DOCUMENT

****************************************

All of lore.kernel.org
 help / color / mirror / Atom feed
From: Alexei Starovoitov <alexei.starovoitov@gmail.com>
To: Pablo Neira Ayuso <pablo@netfilter.org>
Cc: Daniel Mack <daniel@zonque.org>,
	htejun@fb.com, daniel@iogearbox.net, ast@fb.com,
	davem@davemloft.net, kafai@fb.com, fw@strlen.de,
	harald@redhat.com, netdev@vger.kernel.org, sargun@sargun.me,
	cgroups@vger.kernel.org
Subject: Re: [PATCH v5 0/6] Add eBPF hooks for cgroups
Date: Tue, 13 Sep 2016 21:42:19 -0700	[thread overview]
Message-ID: <20160914044217.GA44742@ast-mbp.thefacebook.com> (raw)
In-Reply-To: <20160913172408.GC6138@salvia>

On Tue, Sep 13, 2016 at 07:24:08PM +0200, Pablo Neira Ayuso wrote:
> On Tue, Sep 13, 2016 at 03:31:20PM +0200, Daniel Mack wrote:
> > Hi,
> > 
> > On 09/13/2016 01:56 PM, Pablo Neira Ayuso wrote:
> > > On Mon, Sep 12, 2016 at 06:12:09PM +0200, Daniel Mack wrote:
> > >> This is v5 of the patch set to allow eBPF programs for network
> > >> filtering and accounting to be attached to cgroups, so that they apply
> > >> to all sockets of all tasks placed in that cgroup. The logic also
> > >> allows to be extendeded for other cgroup based eBPF logic.
> > > 
> > > 1) This infrastructure can only be useful to systemd, or any similar
> > >    orchestration daemon. Look, you can only apply filtering policies
> > >    to processes that are launched by systemd, so this only works
> > >    for server processes.

****************************************

THE REQUEST
Reproduce the whole mailing list message about eBPF hooks for cgroups word for word. The rows that come next are separate material, unrelated to the message.

ENTRIES SHOWN
****************************************

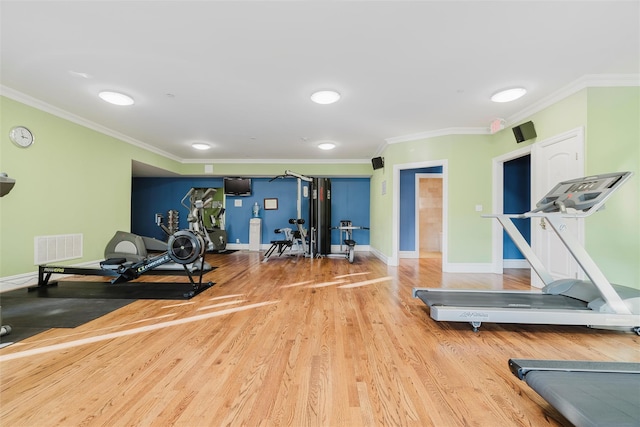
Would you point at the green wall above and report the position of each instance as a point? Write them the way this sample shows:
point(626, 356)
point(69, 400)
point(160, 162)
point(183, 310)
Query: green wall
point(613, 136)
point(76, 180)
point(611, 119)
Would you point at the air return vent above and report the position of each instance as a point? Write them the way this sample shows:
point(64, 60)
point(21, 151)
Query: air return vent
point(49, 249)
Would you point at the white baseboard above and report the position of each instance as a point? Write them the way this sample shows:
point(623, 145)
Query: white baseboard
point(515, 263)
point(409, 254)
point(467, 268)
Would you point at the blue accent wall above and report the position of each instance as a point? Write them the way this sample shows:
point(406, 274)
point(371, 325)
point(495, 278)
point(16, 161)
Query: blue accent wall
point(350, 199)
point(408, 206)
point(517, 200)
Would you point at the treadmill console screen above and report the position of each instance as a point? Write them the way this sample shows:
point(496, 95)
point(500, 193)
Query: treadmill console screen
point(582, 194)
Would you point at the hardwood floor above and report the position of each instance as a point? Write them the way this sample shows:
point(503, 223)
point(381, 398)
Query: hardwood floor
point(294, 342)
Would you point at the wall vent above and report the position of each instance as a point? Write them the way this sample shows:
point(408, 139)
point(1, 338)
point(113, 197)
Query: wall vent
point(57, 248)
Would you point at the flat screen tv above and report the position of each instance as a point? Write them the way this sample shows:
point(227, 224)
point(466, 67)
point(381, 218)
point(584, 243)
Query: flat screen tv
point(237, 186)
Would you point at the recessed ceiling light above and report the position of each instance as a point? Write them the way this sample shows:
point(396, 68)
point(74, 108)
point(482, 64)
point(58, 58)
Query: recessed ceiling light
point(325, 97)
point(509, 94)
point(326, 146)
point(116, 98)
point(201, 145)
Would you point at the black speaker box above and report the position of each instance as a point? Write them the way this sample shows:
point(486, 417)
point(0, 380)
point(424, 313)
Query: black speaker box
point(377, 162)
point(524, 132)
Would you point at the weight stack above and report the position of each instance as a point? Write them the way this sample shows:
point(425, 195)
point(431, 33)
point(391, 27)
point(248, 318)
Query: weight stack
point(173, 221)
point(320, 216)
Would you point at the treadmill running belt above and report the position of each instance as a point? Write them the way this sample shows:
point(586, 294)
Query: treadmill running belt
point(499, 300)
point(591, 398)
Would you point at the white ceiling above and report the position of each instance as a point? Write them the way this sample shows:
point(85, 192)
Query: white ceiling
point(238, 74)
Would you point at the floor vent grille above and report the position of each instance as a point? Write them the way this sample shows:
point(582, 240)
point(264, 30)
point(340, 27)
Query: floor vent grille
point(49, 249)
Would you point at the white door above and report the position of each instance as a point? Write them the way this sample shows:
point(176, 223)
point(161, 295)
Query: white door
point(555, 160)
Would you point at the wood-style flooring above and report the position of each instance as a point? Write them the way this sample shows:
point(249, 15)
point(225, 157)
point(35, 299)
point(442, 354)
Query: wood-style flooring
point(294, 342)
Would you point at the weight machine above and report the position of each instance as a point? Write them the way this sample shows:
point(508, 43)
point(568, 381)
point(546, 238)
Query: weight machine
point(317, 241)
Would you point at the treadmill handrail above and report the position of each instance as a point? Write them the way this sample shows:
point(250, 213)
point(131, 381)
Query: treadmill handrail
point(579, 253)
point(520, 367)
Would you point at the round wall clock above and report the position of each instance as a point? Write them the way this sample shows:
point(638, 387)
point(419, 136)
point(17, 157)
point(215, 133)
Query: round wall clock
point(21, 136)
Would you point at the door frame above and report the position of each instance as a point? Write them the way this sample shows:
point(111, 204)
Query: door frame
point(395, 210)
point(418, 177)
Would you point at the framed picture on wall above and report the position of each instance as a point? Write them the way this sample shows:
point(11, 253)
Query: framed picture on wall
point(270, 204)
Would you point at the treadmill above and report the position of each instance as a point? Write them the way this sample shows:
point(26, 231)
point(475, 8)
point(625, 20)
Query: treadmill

****************************************

FULL RESPONSE
All of lore.kernel.org
 help / color / mirror / Atom feed
From: Alexei Starovoitov <alexei.starovoitov@gmail.com>
To: Pablo Neira Ayuso <pablo@netfilter.org>
Cc: Daniel Mack <daniel@zonque.org>,
	htejun@fb.com, daniel@iogearbox.net, ast@fb.com,
	davem@davemloft.net, kafai@fb.com, fw@strlen.de,
	harald@redhat.com, netdev@vger.kernel.org, sargun@sargun.me,
	cgroups@vger.kernel.org
Subject: Re: [PATCH v5 0/6] Add eBPF hooks for cgroups
Date: Tue, 13 Sep 2016 21:42:19 -0700	[thread overview]
Message-ID: <20160914044217.GA44742@ast-mbp.thefacebook.com> (raw)
In-Reply-To: <20160913172408.GC6138@salvia>

On Tue, Sep 13, 2016 at 07:24:08PM +0200, Pablo Neira Ayuso wrote:
> On Tue, Sep 13, 2016 at 03:31:20PM +0200, Daniel Mack wrote:
> > Hi,
> > 
> > On 09/13/2016 01:56 PM, Pablo Neira Ayuso wrote:
> > > On Mon, Sep 12, 2016 at 06:12:09PM +0200, Daniel Mack wrote:
> > >> This is v5 of the patch set to allow eBPF programs for network
> > >> filtering and accounting to be attached to cgroups, so that they apply
> > >> to all sockets of all tasks placed in that cgroup. The logic also
> > >> allows to be extendeded for other cgroup based eBPF logic.
> > > 
> > > 1) This infrastructure can only be useful to systemd, or any similar
> > >    orchestration daemon. Look, you can only apply filtering policies
> > >    to processes that are launched by systemd, so this only works
> > >    for server processes.